Print the material below line for line with no changes, leaving the pictures out of your copy.

(Rows from an object pointing dataset)
════════
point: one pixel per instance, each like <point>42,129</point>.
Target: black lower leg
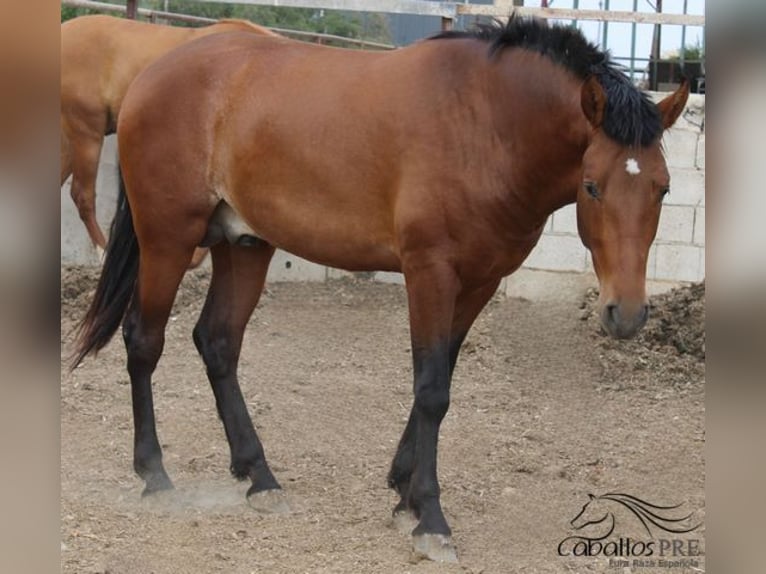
<point>220,353</point>
<point>143,354</point>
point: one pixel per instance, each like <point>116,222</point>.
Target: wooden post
<point>132,9</point>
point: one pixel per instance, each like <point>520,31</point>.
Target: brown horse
<point>442,160</point>
<point>100,57</point>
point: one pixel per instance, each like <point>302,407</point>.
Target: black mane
════════
Written answer
point: one pixel per instance, each like <point>42,129</point>.
Target: black lower leg
<point>220,353</point>
<point>143,354</point>
point: one pixel per instance, each like <point>116,222</point>.
Target: wooden post
<point>132,9</point>
point: one pixel per instance, each like <point>520,31</point>.
Target: brown horse
<point>442,160</point>
<point>100,57</point>
point: one pixel per instance, each like <point>302,407</point>.
Target: black mane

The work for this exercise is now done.